> THE DATA:
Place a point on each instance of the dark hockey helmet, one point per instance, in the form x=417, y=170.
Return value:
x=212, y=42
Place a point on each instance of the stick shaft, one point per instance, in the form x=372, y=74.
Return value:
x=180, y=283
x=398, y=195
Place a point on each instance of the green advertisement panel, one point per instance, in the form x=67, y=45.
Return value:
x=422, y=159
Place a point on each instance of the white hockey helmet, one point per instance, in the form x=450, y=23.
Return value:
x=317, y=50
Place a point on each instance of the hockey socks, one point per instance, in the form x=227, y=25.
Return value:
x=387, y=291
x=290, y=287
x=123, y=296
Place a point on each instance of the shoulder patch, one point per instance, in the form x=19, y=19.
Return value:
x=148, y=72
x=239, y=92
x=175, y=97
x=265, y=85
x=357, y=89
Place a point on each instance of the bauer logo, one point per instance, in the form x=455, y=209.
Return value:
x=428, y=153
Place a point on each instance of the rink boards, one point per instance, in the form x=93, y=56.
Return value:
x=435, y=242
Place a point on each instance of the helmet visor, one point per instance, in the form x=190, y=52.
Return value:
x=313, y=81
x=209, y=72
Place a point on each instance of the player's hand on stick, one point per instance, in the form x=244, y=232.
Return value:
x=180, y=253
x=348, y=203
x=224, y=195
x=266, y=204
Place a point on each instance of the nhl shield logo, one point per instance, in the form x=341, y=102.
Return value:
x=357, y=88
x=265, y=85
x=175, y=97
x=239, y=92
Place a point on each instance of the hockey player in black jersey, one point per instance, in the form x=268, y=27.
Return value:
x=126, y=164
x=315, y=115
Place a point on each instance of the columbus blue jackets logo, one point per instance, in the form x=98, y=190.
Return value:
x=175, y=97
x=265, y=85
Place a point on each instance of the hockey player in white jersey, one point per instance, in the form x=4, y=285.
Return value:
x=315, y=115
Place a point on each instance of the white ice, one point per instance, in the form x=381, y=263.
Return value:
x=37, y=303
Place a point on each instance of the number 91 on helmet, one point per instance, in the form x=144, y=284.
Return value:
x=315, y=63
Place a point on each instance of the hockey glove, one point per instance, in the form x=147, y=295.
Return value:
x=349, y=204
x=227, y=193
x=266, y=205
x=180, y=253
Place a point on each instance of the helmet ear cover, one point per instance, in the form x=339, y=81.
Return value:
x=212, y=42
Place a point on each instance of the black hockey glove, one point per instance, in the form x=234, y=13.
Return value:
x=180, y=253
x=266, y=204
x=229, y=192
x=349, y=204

> AIM OF THE TASK: Those lines of the records that contain the string "glove" should be identified and copied.

> RESULT OF THIS TASK:
Place a point on each instance of the hockey glove, one point per instance, in the form x=147, y=295.
Place a point on each instance of the black hockey glove, one point per instance, in the form x=234, y=13.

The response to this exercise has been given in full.